--- EXERCISE DATA Enclosed Below ---

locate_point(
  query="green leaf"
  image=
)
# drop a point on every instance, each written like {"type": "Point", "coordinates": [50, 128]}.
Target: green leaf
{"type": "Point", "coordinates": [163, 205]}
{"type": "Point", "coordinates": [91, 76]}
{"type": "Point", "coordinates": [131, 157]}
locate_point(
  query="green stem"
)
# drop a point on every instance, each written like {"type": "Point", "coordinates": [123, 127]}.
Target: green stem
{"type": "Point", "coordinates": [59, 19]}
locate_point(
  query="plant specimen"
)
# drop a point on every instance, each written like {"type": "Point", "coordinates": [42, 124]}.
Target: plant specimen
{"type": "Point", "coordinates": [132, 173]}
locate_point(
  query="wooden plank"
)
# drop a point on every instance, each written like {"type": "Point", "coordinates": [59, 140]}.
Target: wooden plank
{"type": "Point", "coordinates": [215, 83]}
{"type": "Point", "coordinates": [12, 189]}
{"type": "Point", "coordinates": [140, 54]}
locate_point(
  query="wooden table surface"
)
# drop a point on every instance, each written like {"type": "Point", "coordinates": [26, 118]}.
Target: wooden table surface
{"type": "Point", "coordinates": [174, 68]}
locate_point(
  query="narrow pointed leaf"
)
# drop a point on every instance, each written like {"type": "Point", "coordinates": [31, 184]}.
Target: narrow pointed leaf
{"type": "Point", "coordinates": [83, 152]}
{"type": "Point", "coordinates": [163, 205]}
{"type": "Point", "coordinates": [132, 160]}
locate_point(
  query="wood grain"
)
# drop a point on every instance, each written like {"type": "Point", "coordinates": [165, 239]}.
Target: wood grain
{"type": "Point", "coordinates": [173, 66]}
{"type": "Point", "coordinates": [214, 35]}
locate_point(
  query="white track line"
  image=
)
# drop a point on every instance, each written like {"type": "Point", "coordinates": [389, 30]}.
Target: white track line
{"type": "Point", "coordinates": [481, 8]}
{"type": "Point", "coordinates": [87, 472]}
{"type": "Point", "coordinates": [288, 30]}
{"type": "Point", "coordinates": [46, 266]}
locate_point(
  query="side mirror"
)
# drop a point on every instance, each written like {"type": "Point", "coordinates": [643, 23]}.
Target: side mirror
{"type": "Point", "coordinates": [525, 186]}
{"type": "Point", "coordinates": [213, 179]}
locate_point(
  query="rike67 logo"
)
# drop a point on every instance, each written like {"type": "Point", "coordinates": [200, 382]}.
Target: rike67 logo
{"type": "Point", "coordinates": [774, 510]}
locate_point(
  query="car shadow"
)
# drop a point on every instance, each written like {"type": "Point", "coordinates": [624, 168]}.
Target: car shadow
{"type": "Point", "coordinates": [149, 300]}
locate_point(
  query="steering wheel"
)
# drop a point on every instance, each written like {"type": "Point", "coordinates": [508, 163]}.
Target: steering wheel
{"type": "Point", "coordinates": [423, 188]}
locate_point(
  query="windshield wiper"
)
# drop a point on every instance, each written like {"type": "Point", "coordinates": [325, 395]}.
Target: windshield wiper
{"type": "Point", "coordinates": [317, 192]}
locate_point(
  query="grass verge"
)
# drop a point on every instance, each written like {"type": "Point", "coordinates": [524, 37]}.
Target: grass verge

--- End of Enclosed EXERCISE DATA ---

- [PROBLEM DESCRIPTION]: Print out every entry, keeping each one exact.

- [YOUR RESPONSE]:
locate_point(
  query="green leaf"
  image=
)
# drop a point on every instance, each written like {"type": "Point", "coordinates": [50, 128]}.
Target: green leaf
{"type": "Point", "coordinates": [163, 205]}
{"type": "Point", "coordinates": [91, 76]}
{"type": "Point", "coordinates": [131, 157]}
locate_point(
  query="green stem"
)
# drop a point on every instance, each written like {"type": "Point", "coordinates": [123, 127]}.
Target: green stem
{"type": "Point", "coordinates": [59, 19]}
locate_point(
  query="plant specimen"
)
# drop a point on every instance, each written like {"type": "Point", "coordinates": [42, 124]}.
Target: plant specimen
{"type": "Point", "coordinates": [132, 173]}
locate_point(
  query="wooden plank"
)
# drop a point on every instance, each written like {"type": "Point", "coordinates": [59, 140]}.
Target: wooden plank
{"type": "Point", "coordinates": [215, 83]}
{"type": "Point", "coordinates": [12, 189]}
{"type": "Point", "coordinates": [140, 54]}
locate_point(
  query="wooden table surface"
)
# drop a point on every instance, each written like {"type": "Point", "coordinates": [26, 118]}.
Target: wooden table surface
{"type": "Point", "coordinates": [174, 68]}
locate_point(
  query="narrow pointed leaf"
)
# drop a point on every instance, each written like {"type": "Point", "coordinates": [31, 184]}.
Target: narrow pointed leaf
{"type": "Point", "coordinates": [83, 152]}
{"type": "Point", "coordinates": [163, 205]}
{"type": "Point", "coordinates": [132, 160]}
locate_point(
  query="wood grain"
)
# drop a point on every instance, each written like {"type": "Point", "coordinates": [165, 239]}.
Target: wood grain
{"type": "Point", "coordinates": [173, 66]}
{"type": "Point", "coordinates": [214, 35]}
locate_point(
  query="white track line"
  image=
)
# drop a point on every instance, each written like {"type": "Point", "coordinates": [389, 30]}.
Target: white track line
{"type": "Point", "coordinates": [481, 8]}
{"type": "Point", "coordinates": [87, 472]}
{"type": "Point", "coordinates": [288, 30]}
{"type": "Point", "coordinates": [46, 266]}
locate_point(
  query="side mirror"
)
# drop a point on every instance, each written like {"type": "Point", "coordinates": [643, 23]}.
Target: side mirror
{"type": "Point", "coordinates": [525, 186]}
{"type": "Point", "coordinates": [213, 179]}
locate_point(
  query="rike67 logo"
)
# drop a point on every instance, each written like {"type": "Point", "coordinates": [200, 382]}.
Target: rike67 logo
{"type": "Point", "coordinates": [774, 510]}
locate_point(
  query="car shadow"
)
# drop a point on every instance, each written like {"type": "Point", "coordinates": [624, 168]}.
Target: car shadow
{"type": "Point", "coordinates": [149, 300]}
locate_point(
  query="steering wheel"
)
# drop a point on every instance, each written like {"type": "Point", "coordinates": [508, 163]}.
Target: steering wheel
{"type": "Point", "coordinates": [423, 188]}
locate_point(
  query="windshield wiper"
)
# drop a point on every instance, each written like {"type": "Point", "coordinates": [325, 395]}.
Target: windshield wiper
{"type": "Point", "coordinates": [317, 192]}
locate_point(
  query="grass verge"
)
# drop a point on every instance, each written like {"type": "Point", "coordinates": [524, 37]}.
Target: grass verge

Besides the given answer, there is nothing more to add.